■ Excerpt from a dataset
—————

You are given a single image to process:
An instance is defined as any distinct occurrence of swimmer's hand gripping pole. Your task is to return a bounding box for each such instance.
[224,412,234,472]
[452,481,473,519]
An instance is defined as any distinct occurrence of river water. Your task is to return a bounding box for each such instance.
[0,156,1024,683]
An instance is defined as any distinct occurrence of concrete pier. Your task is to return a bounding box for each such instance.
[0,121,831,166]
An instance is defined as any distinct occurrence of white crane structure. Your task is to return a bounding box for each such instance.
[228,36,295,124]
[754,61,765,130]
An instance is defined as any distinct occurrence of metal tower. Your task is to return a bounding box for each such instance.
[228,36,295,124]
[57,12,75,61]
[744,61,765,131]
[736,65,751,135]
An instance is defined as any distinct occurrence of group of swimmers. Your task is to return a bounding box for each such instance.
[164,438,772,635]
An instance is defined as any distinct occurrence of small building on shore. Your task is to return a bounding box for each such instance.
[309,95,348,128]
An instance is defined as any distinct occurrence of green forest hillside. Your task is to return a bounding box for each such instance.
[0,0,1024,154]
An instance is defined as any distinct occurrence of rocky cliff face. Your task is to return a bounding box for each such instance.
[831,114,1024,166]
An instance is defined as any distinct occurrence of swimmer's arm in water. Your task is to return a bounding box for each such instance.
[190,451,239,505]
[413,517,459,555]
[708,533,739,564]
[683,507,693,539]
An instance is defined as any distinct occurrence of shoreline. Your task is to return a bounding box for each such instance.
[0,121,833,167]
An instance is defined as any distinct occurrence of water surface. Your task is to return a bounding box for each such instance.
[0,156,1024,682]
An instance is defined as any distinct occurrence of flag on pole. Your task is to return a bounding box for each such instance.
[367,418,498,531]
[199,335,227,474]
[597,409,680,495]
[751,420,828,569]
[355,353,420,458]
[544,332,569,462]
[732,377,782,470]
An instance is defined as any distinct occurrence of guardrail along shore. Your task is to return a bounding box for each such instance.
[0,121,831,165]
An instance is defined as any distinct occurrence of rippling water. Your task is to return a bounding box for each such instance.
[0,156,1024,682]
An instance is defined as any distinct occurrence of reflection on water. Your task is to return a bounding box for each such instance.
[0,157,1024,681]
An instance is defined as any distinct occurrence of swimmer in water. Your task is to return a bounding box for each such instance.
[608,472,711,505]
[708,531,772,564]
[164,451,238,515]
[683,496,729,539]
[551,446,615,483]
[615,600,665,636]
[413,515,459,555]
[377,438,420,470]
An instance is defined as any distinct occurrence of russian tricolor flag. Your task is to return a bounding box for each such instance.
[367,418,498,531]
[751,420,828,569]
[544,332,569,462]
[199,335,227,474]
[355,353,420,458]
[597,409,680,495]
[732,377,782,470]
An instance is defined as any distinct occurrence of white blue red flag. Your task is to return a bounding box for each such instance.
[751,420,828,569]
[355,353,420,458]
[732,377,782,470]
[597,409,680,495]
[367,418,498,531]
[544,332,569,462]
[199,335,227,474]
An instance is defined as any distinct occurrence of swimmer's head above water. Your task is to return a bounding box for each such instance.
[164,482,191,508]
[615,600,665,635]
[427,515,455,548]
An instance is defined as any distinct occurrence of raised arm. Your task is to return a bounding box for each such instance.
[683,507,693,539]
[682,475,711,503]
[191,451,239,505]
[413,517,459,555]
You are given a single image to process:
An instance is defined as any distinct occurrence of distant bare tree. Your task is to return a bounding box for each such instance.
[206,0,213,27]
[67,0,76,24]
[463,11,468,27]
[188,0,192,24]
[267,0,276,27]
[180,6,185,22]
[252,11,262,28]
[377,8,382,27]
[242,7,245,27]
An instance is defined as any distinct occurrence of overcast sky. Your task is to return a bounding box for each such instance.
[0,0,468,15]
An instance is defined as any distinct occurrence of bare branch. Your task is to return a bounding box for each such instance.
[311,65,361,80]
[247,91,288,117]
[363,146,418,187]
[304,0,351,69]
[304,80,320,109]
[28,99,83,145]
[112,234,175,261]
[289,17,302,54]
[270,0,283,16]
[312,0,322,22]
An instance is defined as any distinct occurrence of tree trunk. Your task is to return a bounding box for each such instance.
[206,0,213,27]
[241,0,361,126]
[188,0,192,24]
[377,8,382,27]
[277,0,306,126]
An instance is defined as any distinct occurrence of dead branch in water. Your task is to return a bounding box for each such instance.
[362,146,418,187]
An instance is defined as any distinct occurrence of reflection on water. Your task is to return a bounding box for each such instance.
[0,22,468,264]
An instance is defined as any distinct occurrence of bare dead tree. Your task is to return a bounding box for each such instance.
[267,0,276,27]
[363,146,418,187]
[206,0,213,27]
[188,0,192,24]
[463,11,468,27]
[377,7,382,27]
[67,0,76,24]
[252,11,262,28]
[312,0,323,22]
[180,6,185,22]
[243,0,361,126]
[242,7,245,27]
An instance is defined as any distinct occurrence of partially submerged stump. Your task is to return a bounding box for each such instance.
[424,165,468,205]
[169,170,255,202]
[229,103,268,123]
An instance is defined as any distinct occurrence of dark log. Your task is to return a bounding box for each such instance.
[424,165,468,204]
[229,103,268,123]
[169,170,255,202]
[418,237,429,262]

—————

Give all the lines of the records as a JSON list of strings, one string per line and none for blank lines.

[
  "You are given a single image to process:",
  "An instance is defined as any distinct occurrence of swimmer's hand gripping pole. Your task is to return a bounding box for each such instance.",
  "[224,412,234,472]",
  "[452,481,473,519]",
  "An instance is defined as any distinct occurrence of river water. Your task is to return a bounding box for each such instance.",
  "[0,156,1024,683]",
  "An instance is defined as any distinct occurrence of concrete pier. Your task is to return a bounding box for each such instance.",
  "[0,121,831,166]",
  "An instance is defined as any distinct occurrence of white crane structure. Your task is to return a bounding box for each such instance.",
  "[228,36,295,124]",
  "[754,61,765,130]",
  "An instance is defined as any distinct occurrence of metal tower. Your task is to return a bounding box for each such instance.",
  "[228,36,295,124]",
  "[57,12,75,61]",
  "[744,61,765,131]",
  "[736,65,751,135]",
  "An instance is defined as any distinct occurrence of group of swimmers. Your task is to return a bounding box for each such instance.",
  "[164,438,772,635]",
  "An instance is defined as any distinct occurrence of small building on shore. Your task is to return a bounding box for each such instance.",
  "[309,95,348,128]",
  "An instance is defined as any distinct occurrence of green forest hillside. Your task is to return a bounding box for each such instance.",
  "[0,0,1024,154]",
  "An instance is defined as any distinct occurrence of rocky cliff face. Your task is to return a bounding box for each such instance.",
  "[831,114,1024,166]",
  "An instance is defined as any distinct occurrence of swimmer's arm in water. Your task is to return a bounding box for each such instance.",
  "[190,451,239,505]",
  "[413,517,459,555]",
  "[708,533,739,564]",
  "[683,507,693,539]",
  "An instance is defined as any distinct occurrence of shoreline. Your task is to return a bounding box for each such instance.",
  "[0,121,833,167]",
  "An instance is defined as any distinct occurrence of water surface. Your task is to return a bounding box for each such instance.",
  "[0,156,1024,682]",
  "An instance is defined as any distinct occurrence of flag on pole. Your task is to return a bounding box for each such instance.",
  "[367,418,498,531]",
  "[199,335,227,474]",
  "[597,409,680,495]",
  "[751,420,828,569]",
  "[355,353,420,458]",
  "[544,332,569,462]",
  "[732,377,782,470]",
  "An instance is defined as any distinct occurrence of guardrail along shore. Your task is to return a bounding box for each such instance.",
  "[0,121,831,165]",
  "An instance is defined as any distinct occurrence of rippling water. Your task is to return a bounding box for each such instance.",
  "[0,156,1024,682]",
  "An instance is defined as any distinct occurrence of reflection on water. Your task is to return a bounding box for each such instance.",
  "[0,157,1024,681]",
  "An instance is defined as any distinct occurrence of swimmer in water. Your task is to return a bounding box for each such instance.",
  "[608,472,711,505]",
  "[708,531,772,564]",
  "[164,451,238,515]",
  "[683,496,729,539]",
  "[551,446,615,483]",
  "[615,600,665,636]",
  "[413,515,459,555]",
  "[377,438,420,470]",
  "An instance is defined as any distinct occurrence of russian tricolor flag. Your task is to return a bounding box for each such instance.",
  "[367,418,498,531]",
  "[751,420,828,569]",
  "[544,332,569,462]",
  "[199,335,227,474]",
  "[355,353,420,458]",
  "[597,409,680,495]",
  "[732,377,782,470]",
  "An instance is defined as any distinct occurrence of white blue red flag. Your task is to return a bounding box for each such instance.",
  "[751,420,828,569]",
  "[355,353,420,458]",
  "[732,377,782,470]",
  "[597,409,680,495]",
  "[367,418,498,531]",
  "[544,332,569,462]",
  "[199,335,227,474]",
  "An instance is defined as any distinct occurrence of swimmer's head above water. Your task is to return a bounding box for each such instance.",
  "[164,482,191,508]",
  "[615,600,665,635]",
  "[427,515,455,548]",
  "An instance is defined as any distinct occurrence of raised arm. Your task is to return a bounding box for each such instance.",
  "[683,507,693,539]",
  "[682,475,711,503]",
  "[191,451,239,505]",
  "[413,517,459,555]",
  "You are given a single image to process:",
  "An instance is defined as any distinct occurrence of distant bare tree. Your task is to return a bounding box for each such instance.",
  "[206,0,213,27]",
  "[67,0,76,24]",
  "[463,11,468,27]",
  "[188,0,192,24]",
  "[267,0,276,27]",
  "[180,6,185,22]",
  "[252,11,262,28]",
  "[377,8,382,27]",
  "[242,7,245,27]",
  "An instance is defined as any distinct occurrence of overcast sky. Your task is to return a bounding box for each such instance.",
  "[0,0,468,15]",
  "An instance is defined as any distinct occurrence of bare branch. Your task is to return a bounding box for each such instance.",
  "[311,65,361,80]",
  "[247,91,288,117]",
  "[363,146,418,187]",
  "[304,0,351,69]",
  "[304,80,320,109]",
  "[28,99,83,145]",
  "[112,234,175,261]",
  "[289,17,302,54]",
  "[270,0,283,16]",
  "[312,0,322,22]",
  "An instance is defined as any distinct occurrence of tree trunk. Your task is to return a bounding box for each such instance.",
  "[206,0,213,27]",
  "[241,0,361,126]",
  "[188,0,192,24]",
  "[377,8,382,27]",
  "[277,0,306,126]",
  "An instance is defined as any distinct occurrence of dead branch in water. Your task is to return a bounding box for each such instance.",
  "[362,146,418,187]",
  "An instance is defined as any distinct occurrence of reflection on water. Your task is to return a bounding box for each such instance.",
  "[0,22,468,264]",
  "An instance is defined as any distinct occurrence of bare dead tree. Your task is to return a bounding box for each such instance.",
  "[267,0,276,27]",
  "[363,146,418,187]",
  "[206,0,213,27]",
  "[188,0,192,24]",
  "[463,11,468,27]",
  "[377,7,382,27]",
  "[67,0,76,24]",
  "[252,11,262,28]",
  "[312,0,323,22]",
  "[180,6,185,22]",
  "[243,0,361,126]",
  "[242,7,245,27]",
  "An instance is defined as any distinct occurrence of partially submerged stump. Your task is to return a bounding box for each such instance.",
  "[424,165,468,205]",
  "[169,170,255,202]",
  "[229,103,268,123]",
  "An instance is defined as any distinct occurrence of dark log. Your task is to return a bounding box for each such instance.",
  "[424,165,468,204]",
  "[229,103,268,123]",
  "[169,170,255,202]",
  "[418,237,429,262]"
]